**Extracted text:**
Evidence Rules and Trial Skills: Where Are We and Where Do We Go from Here

Publication year2021
Pages0018
EVIDENCE RULES AND TRIAL SKILLS: Where Are We and Where Do We Go from Here

Vol. 82 No. 1 Pg. 18

The Alabama Lawyer

January, 2021

By Judge W. Scott Donaldson

"The Constitution guarantees a fair trial through the Due Process Clauses... [A] fair trial is one in which evidence subject to adversarial testing is presented to an impartial tribunal for resolution of issues defined in advance of the proceeding."

Strickland v. Washington, 466 U.S. 668, 684-85 (1984).

For several years, I worked with middle school students preparing a mock trial to be presented at the end of the spring semester. The fact pattern I used involved a dispute between neighbors that arose from the sale of an item that did not meet the purchaser's expectations. The purchaser refused to pay and demanded another item; the seller refused and insisted on full payment. The students learned that interacting with each other inevitably leads to disputes and that this was a common one. The question we began with was fundamental: how does this dispute get resolved? We started with the assumption that there was nothing in place and worked through the historical evolution of dispute resolution. For example, the students saw that using violence to resolve disputes led to chaos and left the community unable to conduct business. Trials by ordeal and mystical approaches were not satisfactory. Monarchs and other arbiters could at least resolve the claims, but the students viewed the results as too dependent upon the personal biases and whims of the decision-maker.

**Listed entries:**
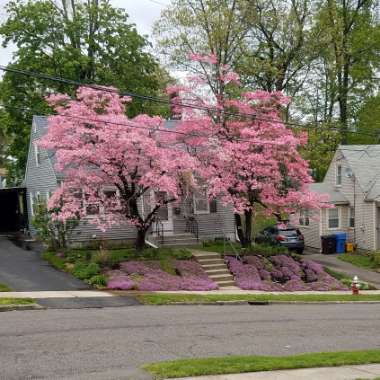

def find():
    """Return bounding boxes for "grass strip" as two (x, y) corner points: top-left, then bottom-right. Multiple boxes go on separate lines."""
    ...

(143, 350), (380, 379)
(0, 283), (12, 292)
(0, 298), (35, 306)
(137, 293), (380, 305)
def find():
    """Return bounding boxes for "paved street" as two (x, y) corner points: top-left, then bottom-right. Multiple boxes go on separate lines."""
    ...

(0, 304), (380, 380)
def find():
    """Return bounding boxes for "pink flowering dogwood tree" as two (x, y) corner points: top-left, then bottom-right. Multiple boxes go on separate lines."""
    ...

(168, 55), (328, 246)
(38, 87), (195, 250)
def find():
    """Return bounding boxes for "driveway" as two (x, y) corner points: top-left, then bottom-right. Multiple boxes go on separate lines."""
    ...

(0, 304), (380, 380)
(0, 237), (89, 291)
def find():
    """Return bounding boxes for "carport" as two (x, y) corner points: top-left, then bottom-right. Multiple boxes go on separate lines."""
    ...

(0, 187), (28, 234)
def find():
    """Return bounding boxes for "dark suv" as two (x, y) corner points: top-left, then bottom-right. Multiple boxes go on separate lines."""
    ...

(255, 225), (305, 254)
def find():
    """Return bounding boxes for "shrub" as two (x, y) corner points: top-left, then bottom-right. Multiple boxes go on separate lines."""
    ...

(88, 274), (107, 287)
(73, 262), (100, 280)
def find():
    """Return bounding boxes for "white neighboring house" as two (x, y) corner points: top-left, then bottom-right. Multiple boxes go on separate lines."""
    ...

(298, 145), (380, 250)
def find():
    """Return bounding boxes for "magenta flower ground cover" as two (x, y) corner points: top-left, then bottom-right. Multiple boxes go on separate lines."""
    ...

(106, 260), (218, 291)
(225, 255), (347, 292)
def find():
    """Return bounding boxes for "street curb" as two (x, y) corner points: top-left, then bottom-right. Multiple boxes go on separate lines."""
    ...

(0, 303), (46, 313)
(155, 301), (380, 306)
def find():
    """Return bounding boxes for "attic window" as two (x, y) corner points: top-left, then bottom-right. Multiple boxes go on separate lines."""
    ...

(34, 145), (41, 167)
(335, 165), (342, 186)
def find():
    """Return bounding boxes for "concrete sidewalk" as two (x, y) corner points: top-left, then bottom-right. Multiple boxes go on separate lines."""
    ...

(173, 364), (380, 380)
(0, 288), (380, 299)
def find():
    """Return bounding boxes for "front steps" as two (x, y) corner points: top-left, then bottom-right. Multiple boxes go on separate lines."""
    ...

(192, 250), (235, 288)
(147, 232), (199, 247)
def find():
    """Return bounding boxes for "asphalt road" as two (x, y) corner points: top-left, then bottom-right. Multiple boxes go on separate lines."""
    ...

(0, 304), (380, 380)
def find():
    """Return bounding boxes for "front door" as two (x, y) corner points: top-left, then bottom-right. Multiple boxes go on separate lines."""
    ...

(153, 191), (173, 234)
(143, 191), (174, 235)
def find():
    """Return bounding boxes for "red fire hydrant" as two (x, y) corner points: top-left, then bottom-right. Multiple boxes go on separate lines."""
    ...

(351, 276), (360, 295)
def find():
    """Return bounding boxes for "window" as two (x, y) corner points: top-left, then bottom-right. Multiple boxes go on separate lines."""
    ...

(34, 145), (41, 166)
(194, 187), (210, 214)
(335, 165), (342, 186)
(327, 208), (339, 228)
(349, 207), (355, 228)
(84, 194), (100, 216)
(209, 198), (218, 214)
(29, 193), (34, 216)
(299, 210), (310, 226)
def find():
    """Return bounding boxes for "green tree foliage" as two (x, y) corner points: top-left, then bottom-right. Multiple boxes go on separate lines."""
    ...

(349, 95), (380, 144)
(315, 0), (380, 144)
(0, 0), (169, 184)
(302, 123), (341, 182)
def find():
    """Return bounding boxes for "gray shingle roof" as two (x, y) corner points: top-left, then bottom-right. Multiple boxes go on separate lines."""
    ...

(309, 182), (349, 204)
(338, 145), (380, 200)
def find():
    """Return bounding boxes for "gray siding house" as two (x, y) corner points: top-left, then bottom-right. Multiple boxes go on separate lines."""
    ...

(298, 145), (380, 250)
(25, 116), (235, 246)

...

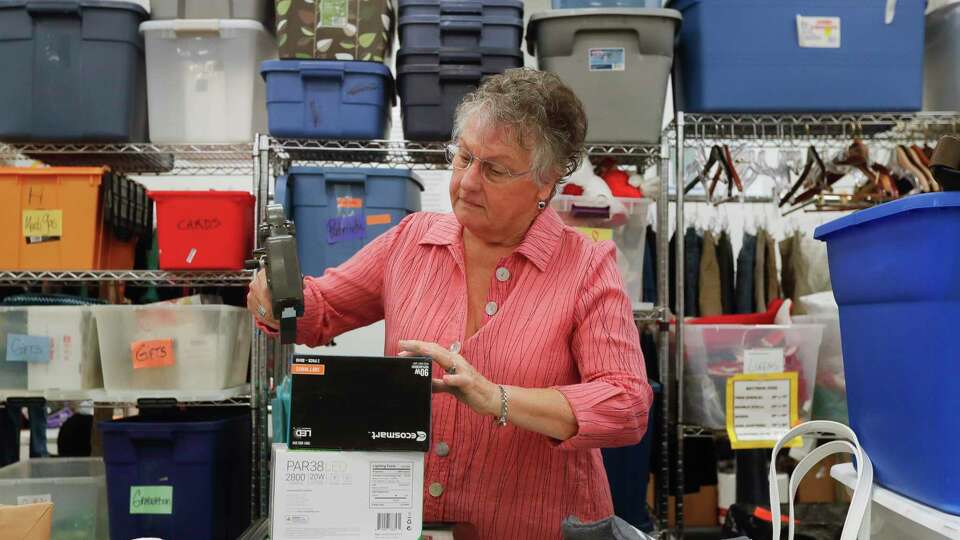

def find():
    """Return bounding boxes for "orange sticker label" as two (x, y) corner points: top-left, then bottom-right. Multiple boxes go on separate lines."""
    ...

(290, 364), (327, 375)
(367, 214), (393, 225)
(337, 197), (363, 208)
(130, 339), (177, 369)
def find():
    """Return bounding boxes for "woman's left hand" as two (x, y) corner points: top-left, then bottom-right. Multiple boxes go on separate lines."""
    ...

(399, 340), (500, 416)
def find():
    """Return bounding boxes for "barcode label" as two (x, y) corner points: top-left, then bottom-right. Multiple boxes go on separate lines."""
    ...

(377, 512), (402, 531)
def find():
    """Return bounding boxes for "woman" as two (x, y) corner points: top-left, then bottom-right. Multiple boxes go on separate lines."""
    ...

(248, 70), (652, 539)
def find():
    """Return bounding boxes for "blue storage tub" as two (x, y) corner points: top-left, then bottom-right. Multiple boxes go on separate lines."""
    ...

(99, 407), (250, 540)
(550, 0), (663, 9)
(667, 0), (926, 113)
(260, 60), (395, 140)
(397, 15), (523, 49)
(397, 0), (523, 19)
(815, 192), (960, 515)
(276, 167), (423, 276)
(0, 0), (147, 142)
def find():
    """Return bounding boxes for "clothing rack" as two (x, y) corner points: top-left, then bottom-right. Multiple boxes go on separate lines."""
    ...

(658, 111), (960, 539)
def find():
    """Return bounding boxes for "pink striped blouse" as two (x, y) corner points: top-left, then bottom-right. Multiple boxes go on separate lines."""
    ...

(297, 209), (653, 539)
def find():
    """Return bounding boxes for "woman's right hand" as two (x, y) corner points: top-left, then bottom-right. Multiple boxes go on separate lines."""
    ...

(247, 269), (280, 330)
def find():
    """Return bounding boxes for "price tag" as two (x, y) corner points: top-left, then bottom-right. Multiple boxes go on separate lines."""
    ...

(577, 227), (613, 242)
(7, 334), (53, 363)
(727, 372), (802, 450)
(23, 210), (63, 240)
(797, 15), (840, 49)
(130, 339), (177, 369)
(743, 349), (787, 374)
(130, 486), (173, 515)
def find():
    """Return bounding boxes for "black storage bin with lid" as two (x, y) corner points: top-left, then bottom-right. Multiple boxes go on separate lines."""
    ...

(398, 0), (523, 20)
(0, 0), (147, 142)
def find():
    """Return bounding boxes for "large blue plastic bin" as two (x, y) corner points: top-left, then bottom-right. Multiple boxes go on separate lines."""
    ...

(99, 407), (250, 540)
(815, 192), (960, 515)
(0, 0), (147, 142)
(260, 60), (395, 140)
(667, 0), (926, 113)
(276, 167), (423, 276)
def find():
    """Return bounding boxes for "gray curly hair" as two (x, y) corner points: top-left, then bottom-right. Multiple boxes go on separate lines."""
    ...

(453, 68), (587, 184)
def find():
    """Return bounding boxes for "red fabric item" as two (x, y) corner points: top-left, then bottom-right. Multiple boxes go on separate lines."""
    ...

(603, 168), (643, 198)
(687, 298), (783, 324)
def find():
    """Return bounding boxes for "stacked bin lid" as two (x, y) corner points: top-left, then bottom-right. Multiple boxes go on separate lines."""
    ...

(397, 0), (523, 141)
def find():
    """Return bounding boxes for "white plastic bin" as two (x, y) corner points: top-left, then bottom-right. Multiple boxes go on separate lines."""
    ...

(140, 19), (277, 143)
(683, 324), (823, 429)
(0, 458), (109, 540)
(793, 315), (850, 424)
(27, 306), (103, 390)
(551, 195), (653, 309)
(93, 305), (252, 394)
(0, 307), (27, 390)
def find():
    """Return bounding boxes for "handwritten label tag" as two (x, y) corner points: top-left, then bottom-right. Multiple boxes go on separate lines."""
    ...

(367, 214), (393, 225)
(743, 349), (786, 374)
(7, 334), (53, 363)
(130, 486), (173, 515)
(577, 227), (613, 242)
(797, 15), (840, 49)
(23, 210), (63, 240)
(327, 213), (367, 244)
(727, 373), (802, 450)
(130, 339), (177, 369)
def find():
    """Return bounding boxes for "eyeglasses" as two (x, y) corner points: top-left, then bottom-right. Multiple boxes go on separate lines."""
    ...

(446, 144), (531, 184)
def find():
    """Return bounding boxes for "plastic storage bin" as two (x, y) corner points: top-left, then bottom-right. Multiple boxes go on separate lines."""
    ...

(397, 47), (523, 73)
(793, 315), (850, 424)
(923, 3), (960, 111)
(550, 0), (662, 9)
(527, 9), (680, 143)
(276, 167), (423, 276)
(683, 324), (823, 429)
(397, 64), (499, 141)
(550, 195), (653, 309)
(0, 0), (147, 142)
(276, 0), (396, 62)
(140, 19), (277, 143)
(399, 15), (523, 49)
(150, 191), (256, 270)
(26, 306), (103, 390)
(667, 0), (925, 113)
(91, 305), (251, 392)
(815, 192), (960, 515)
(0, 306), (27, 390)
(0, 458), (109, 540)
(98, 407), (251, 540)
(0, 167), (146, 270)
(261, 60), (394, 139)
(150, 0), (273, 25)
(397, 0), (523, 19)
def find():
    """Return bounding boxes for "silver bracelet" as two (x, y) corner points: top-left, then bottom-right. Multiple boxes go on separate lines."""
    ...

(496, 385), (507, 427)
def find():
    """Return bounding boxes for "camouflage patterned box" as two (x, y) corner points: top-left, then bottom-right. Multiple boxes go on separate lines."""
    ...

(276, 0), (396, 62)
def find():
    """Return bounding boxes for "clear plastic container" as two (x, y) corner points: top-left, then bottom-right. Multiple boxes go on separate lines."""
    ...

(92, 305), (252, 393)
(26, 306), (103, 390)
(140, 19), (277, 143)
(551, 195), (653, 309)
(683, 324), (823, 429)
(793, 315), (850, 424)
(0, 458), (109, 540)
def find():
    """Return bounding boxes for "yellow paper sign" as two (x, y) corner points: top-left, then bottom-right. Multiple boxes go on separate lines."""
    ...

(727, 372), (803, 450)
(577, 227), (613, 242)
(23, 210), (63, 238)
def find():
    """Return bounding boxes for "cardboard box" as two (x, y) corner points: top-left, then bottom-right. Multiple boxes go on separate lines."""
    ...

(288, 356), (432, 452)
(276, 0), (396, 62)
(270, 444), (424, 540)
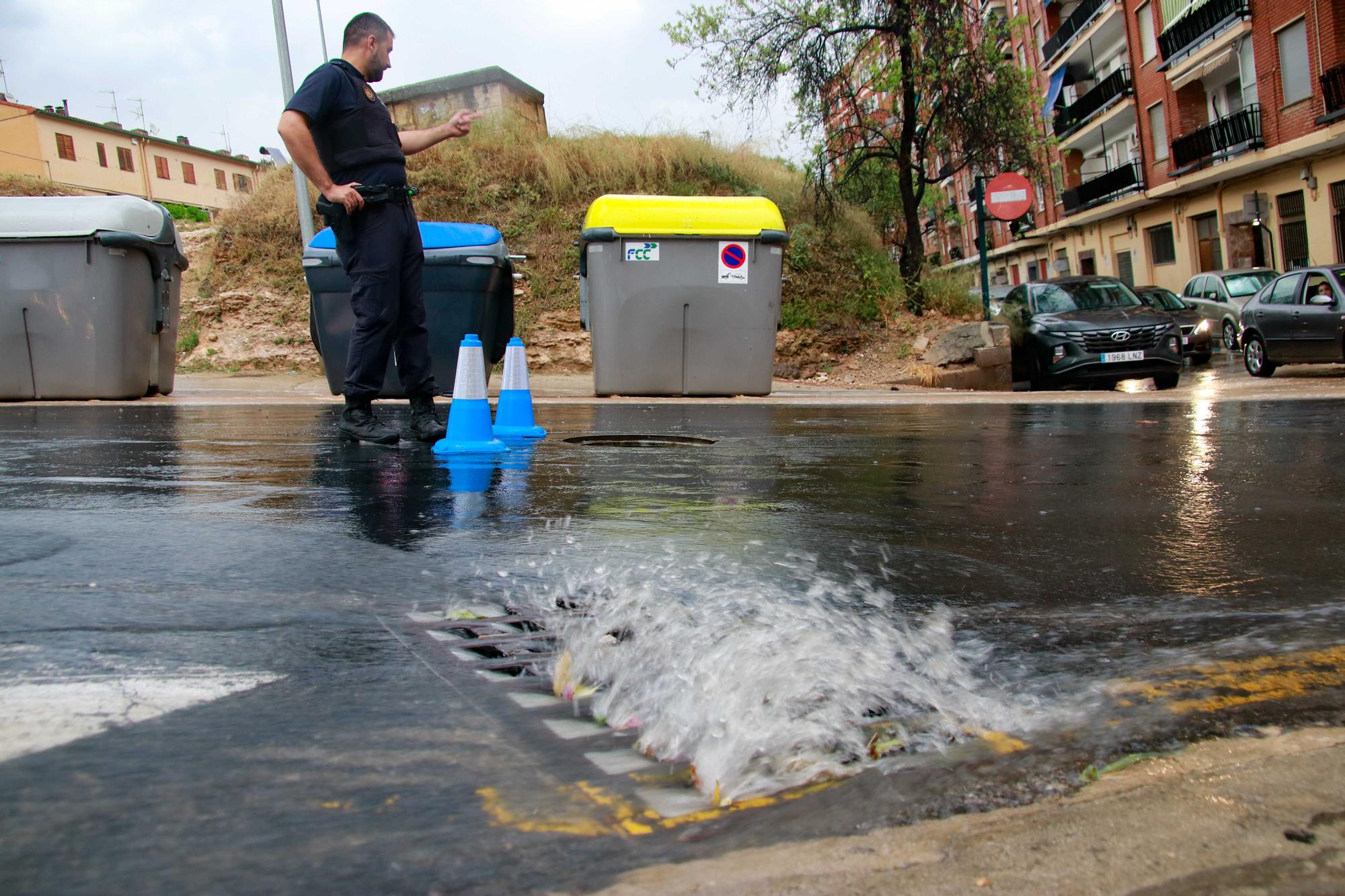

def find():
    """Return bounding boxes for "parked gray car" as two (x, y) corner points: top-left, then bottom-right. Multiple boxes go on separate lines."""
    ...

**Task instructions:**
[A] Rewrite the passage of the evidence rules article from "Vol. 82 No." up to and including "668, 684-85 (1984).", replacing "impartial" with "neutral".
[B] Count the lines in the entries that contain the string "label", matching case exactly, and give only that number.
The evidence rules article and the entries were drawn from separate, unrelated sources.

**The answers:**
[A]
Vol. 82 No. 1 Pg. 18

The Alabama Lawyer

January, 2021

By Judge W. Scott Donaldson

"The Constitution guarantees a fair trial through the Due Process Clauses... [A] fair trial is one in which evidence subject to adversarial testing is presented to an neutral tribunal for resolution of issues defined in advance of the proceeding."

Strickland v. Washington, 466 U.S. 668, 684-85 (1984).

[B] 3